>> BEGIN

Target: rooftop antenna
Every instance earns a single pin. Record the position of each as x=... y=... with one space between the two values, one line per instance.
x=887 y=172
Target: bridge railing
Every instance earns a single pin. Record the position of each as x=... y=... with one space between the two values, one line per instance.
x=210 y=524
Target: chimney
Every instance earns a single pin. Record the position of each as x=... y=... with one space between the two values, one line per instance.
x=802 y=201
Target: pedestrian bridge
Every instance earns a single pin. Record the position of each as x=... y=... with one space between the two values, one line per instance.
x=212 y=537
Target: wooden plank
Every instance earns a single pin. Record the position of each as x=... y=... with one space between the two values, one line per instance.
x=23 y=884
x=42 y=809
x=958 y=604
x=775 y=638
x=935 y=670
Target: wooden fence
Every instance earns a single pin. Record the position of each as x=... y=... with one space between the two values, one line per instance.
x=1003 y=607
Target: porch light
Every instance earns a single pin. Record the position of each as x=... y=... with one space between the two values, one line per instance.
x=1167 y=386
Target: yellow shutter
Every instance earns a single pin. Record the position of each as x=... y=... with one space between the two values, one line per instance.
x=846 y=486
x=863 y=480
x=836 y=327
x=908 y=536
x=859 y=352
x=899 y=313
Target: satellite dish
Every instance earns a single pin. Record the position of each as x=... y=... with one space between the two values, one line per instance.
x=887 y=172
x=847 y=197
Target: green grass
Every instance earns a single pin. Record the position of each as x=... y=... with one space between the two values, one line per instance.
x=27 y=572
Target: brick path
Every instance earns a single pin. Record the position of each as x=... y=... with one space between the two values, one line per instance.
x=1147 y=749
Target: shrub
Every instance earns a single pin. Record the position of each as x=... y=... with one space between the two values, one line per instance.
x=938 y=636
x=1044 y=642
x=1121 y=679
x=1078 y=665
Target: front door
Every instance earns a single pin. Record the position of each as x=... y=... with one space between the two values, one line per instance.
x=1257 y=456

>> END

Put every entry above into a two-column CSV with the header entry_text,answer. Give one row per entry, wrap each field in double quotes, and replace the line breaks inside each field with spaces.

=== THE ANSWER ===
entry_text,answer
"Target: rooftop antenna Every instance earns a single pin. Record the position of each as x=... y=... with one space between the two values, one line per instance.","x=887 y=172"
"Target: bridge railing Every instance earns a single pin. Record the position of each as x=... y=... with one space between the two values, one line per instance.","x=210 y=524"
"Target: chimney Every instance earns a single pin. Record the position of each as x=... y=... with one space between the two values, one line per instance.","x=802 y=201"
"Target: pedestrian bridge Every instance earns a single pin. Record the position of each as x=... y=... with one space between the two values, one line per instance.","x=212 y=537"
"Target: wooden plank Every instance earns a single pin. Record the position of each as x=... y=... with one space between the two values, one line per instance.","x=23 y=884 x=42 y=809 x=958 y=604 x=775 y=638 x=935 y=670"
"Target: wooden fence Every instance earns a single pin. Record the position of each as x=... y=... with one space between the two values, one line per instance.","x=1003 y=607"
"Target: porch light Every instance earns a single pin. Record the position of each as x=... y=... with one space between the two values, one line per instance.","x=1167 y=386"
"Target: yellow shutter Every instance earns a single pin. Record the position of each as x=... y=... with one space between the two values, one line per instance.","x=846 y=486 x=863 y=480 x=836 y=327 x=908 y=536 x=859 y=352 x=899 y=313"
"Target: satellite dish Every instance earns a single pin. Record the position of each as x=... y=... with one space between the two values, one line per instance.","x=887 y=172 x=847 y=197"
"Target: green grass Every instance earns a single pin. Record the position of each as x=... y=... with one space between the two values, one line per instance.","x=27 y=572"
"Target: brick path Every instance earns a single pin. Record the position of each as x=... y=... with one space between the two values, one line per instance.","x=1147 y=749"
"Target: shrub Every instance earns a single pin. Record the position of each as x=... y=... with one space between the two values, one line per instance.","x=938 y=636 x=1044 y=642 x=1121 y=679 x=1078 y=665"
"Target: front door Every instance earns a single pin. Record the position of each as x=... y=... with one space between the two values, one line per instance.","x=1257 y=456"